Text section »
========================================================================
For the inference, we need a neighbor list and distances which we compute “manually”. Typically, the neighbors are provided by the simulation engine.

neighbor_indices = torch.tensor([[0, 1]])

potential = torch.zeros_like(coulomb_distances)

for i_dist, dist in enumerate(coulomb_distances):
    positions_coul = torch.tensor([[0.0, 0.0, 0.0], [dist, 0.0, 0.0]])
    charges = torch.tensor([O_charge, -O_charge]).unsqueeze(-1)

    neighbor_distances = torch.tensor([dist])

    potential[i_dist] = p3m_calculator.forward(
        positions=positions_coul,
        cell=cell,
        charges=charges,
        neighbor_indices=neighbor_indices,
        neighbor_distances=neighbor_distances,
    )[0]

We plot the electrostatic potential between two point charges.

fig, ax = plt.subplots(1, 1, figsize=(4, 3), constrained_layout=True)

ax.set_title("Electrostatic Potential Between Two Point Charges")
ax.plot(coulomb_distances, potential)

ax.set_xlabel("Distance / Å")
ax.set_ylabel("Electrostatic Potential / (kcal/mol)")

fig.show()

The potential shape may appear unusual due to computations within a periodic box. For small distances, the potential behaves like \(1/r\), but it increases again as charges approach across periodic boundaries.

Note

In most water models, Coulomb interactions within each molecule are excluded, as intramolecular energies are already parametrized by the bond and angle interactions. Therefore, in our model defined below we first compute the electrostatic energy of all atoms and then subtract interactions between bonded atoms.

Implementation as a TIP4P/f torch module

In order to implement a Q-TIP4P/f potential in practice, we first build a class that follows the interface of a metatomic model. This requires defining the atomic structure in terms of a metatensor.torch.atomistic.System object - a simple container for positions, cell, and atomic types, that can also be enriched with one or more metatensor.torch.atomistic.NeighborList objects holding neighbor distance information. This is usually provided by the code used to perform a simulation, but can be also computed explicitly using ase or vesin, as we do here.

For running our simulation we use a small waterbox containing 32 water molecules.

atoms = ase.io.read("data/water_32.xyz")

chemiscope.show(
    [atoms],
    mode="structure",
    settings=chemiscope.quick_settings(structure_settings={"unitCell": True}),
)

×

We transform the ase Atoms object into a metatensor atomistic system and define the options for the neighbor list.
========================================================================
Data extract »

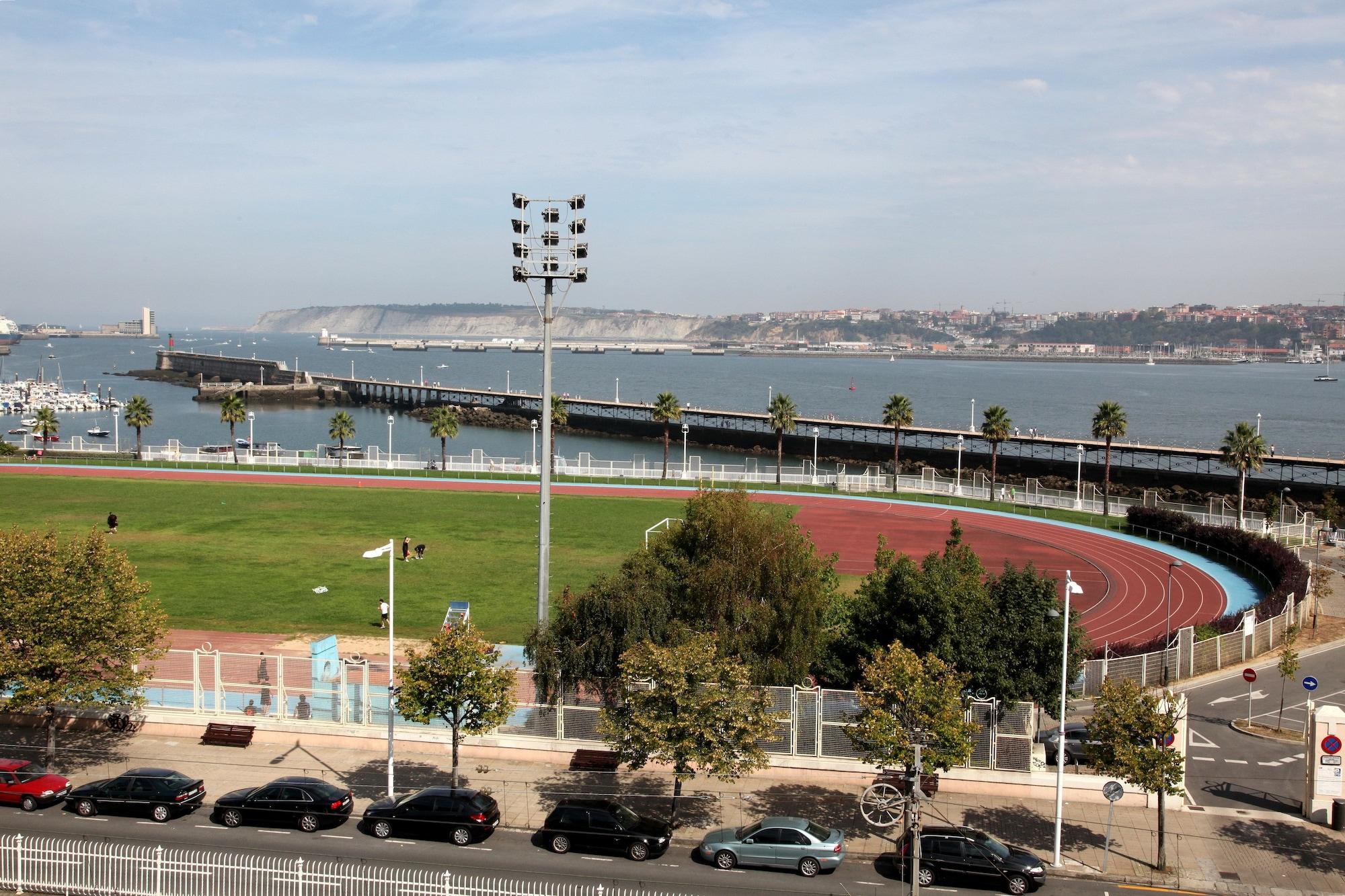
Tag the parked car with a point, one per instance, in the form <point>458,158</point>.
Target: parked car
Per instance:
<point>161,792</point>
<point>970,854</point>
<point>307,802</point>
<point>30,786</point>
<point>777,842</point>
<point>462,815</point>
<point>607,826</point>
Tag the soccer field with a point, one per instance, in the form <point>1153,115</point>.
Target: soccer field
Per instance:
<point>247,557</point>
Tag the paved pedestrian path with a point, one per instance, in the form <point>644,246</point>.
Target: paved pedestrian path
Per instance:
<point>1234,850</point>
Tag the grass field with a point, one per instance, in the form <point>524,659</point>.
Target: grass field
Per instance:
<point>244,557</point>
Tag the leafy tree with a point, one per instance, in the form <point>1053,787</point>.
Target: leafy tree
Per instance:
<point>443,425</point>
<point>734,567</point>
<point>666,411</point>
<point>1288,667</point>
<point>903,693</point>
<point>783,415</point>
<point>457,680</point>
<point>341,428</point>
<point>898,413</point>
<point>1130,727</point>
<point>691,708</point>
<point>233,411</point>
<point>141,413</point>
<point>1245,451</point>
<point>995,428</point>
<point>1109,423</point>
<point>79,630</point>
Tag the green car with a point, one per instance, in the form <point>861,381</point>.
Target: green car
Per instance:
<point>777,842</point>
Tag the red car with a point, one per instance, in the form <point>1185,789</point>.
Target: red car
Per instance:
<point>30,786</point>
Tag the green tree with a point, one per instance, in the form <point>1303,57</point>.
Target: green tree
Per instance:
<point>995,428</point>
<point>903,693</point>
<point>1288,667</point>
<point>783,415</point>
<point>443,425</point>
<point>1130,727</point>
<point>341,428</point>
<point>666,411</point>
<point>79,630</point>
<point>139,415</point>
<point>233,411</point>
<point>691,708</point>
<point>1109,423</point>
<point>898,413</point>
<point>457,680</point>
<point>1243,450</point>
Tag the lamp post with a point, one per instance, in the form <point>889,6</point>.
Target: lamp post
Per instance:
<point>1071,588</point>
<point>548,253</point>
<point>1168,628</point>
<point>957,489</point>
<point>392,604</point>
<point>1079,479</point>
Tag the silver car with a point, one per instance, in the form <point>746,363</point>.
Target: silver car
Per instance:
<point>777,842</point>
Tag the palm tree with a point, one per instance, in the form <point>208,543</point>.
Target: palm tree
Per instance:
<point>783,415</point>
<point>560,416</point>
<point>341,428</point>
<point>443,425</point>
<point>233,411</point>
<point>139,415</point>
<point>666,411</point>
<point>995,428</point>
<point>46,427</point>
<point>898,413</point>
<point>1243,450</point>
<point>1109,423</point>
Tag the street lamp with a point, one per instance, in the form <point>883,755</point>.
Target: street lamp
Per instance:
<point>1168,628</point>
<point>372,555</point>
<point>1071,588</point>
<point>548,252</point>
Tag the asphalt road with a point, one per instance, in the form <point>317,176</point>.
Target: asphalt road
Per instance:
<point>505,854</point>
<point>1230,768</point>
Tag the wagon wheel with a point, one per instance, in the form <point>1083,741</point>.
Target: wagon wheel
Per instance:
<point>883,805</point>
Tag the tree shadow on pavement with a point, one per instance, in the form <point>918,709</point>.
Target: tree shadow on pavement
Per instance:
<point>1304,846</point>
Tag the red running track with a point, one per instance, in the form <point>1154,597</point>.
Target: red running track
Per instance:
<point>1125,583</point>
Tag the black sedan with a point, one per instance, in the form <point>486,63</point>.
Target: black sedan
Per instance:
<point>461,814</point>
<point>307,802</point>
<point>159,792</point>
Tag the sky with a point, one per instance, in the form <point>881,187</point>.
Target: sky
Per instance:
<point>220,159</point>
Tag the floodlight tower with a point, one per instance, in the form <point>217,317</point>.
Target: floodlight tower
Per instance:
<point>547,248</point>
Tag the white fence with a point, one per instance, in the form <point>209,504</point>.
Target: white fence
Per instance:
<point>73,865</point>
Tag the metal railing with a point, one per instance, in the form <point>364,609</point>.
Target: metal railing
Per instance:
<point>98,866</point>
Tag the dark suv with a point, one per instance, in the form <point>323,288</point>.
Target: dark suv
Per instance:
<point>607,826</point>
<point>974,856</point>
<point>307,802</point>
<point>462,815</point>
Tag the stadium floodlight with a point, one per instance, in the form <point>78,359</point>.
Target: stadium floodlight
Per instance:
<point>548,253</point>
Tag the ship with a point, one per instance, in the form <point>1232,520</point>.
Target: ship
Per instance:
<point>9,333</point>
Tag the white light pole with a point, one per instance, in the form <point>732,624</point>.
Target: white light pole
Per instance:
<point>957,489</point>
<point>1079,479</point>
<point>548,255</point>
<point>1071,588</point>
<point>392,604</point>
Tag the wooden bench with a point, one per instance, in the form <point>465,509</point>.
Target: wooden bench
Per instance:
<point>228,735</point>
<point>594,760</point>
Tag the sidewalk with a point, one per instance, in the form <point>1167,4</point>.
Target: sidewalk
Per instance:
<point>1238,850</point>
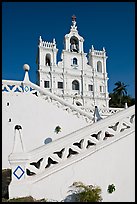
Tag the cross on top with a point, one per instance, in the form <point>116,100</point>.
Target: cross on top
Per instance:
<point>73,18</point>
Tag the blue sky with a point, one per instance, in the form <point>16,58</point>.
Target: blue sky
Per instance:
<point>103,24</point>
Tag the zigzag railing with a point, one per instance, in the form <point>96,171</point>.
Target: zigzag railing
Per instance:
<point>77,145</point>
<point>103,112</point>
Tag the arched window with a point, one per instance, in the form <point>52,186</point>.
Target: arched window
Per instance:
<point>74,44</point>
<point>48,60</point>
<point>75,61</point>
<point>99,66</point>
<point>75,85</point>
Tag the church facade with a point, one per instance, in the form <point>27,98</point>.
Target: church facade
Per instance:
<point>78,78</point>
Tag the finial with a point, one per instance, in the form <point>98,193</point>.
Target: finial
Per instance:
<point>26,67</point>
<point>40,39</point>
<point>73,22</point>
<point>73,18</point>
<point>54,41</point>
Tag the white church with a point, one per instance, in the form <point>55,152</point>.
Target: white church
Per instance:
<point>62,130</point>
<point>78,79</point>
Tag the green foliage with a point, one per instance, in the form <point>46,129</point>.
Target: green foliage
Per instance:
<point>119,96</point>
<point>87,193</point>
<point>24,199</point>
<point>58,129</point>
<point>6,179</point>
<point>111,188</point>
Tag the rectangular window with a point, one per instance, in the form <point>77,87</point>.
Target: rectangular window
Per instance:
<point>60,85</point>
<point>90,87</point>
<point>46,84</point>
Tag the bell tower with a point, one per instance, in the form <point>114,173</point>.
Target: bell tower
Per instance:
<point>73,41</point>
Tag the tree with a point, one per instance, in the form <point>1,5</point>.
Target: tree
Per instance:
<point>120,90</point>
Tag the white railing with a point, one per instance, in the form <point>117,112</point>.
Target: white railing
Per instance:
<point>54,156</point>
<point>103,111</point>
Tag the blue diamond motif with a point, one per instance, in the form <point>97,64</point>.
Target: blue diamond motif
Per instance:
<point>18,172</point>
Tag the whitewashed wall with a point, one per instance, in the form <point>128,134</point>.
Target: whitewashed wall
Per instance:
<point>113,164</point>
<point>38,119</point>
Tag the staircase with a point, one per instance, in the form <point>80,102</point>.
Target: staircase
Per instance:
<point>100,153</point>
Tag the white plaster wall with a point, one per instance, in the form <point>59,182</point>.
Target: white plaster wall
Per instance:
<point>113,164</point>
<point>38,119</point>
========================================================================
Instructions »
A - Print the water-model tutorial between "For the inference, we" and "potential = torch.zeros_like(coulomb_distances)", inclusive, with no changes.
B - Carry on the water-model tutorial, starting right after its final sentence.

Answers per task »
A -
For the inference, we need a neighbor list and distances which we compute “manually”. Typically, the neighbors are provided by the simulation engine.

neighbor_indices = torch.tensor([[0, 1]])

potential = torch.zeros_like(coulomb_distances)

B -
system = System(
    types=torch.from_numpy(atoms.get_atomic_numbers()),
    positions=torch.from_numpy(atoms.positions),
    cell=torch.from_numpy(atoms.cell.array),
    pbc=torch.from_numpy(atoms.pbc),
)

nlo = NeighborListOptions(cutoff=7.0, full_list=False, strict=False)
calculator = NeighborList(nlo, length_unit="Angstrom")
neighbors = calculator.compute(system)
system.add_neighbor_list(nlo, neighbors)

Neighbor lists are stored within metatensor as metatensor.TensorBlock objects, if you’re curious

neighbors

TensorBlock
    samples (6001): ['first_atom', 'second_atom', 'cell_shift_a', 'cell_shift_b', 'cell_shift_c']
    components (3): ['xyz']
    properties (1): ['distance']
    gradients: None

Helper functions for molecular geometry

In order to compute the different terms in the Q-TIP4P/f potential, we need to extract some information on the geometry of the water molecule. To keep the model class clean, we define a helper functions that do two things.

First, it computes O-H covalent bond lengths and angle. We use heuristics to identify the covalent bonds as the shortest O-H distances in a simulation. This is necessary when using the model with an external code, that might re-order atoms internally (as is e.g. the case for LAMMPS). The heuristics here may fail in case molecules get too close together, or at very high temperature.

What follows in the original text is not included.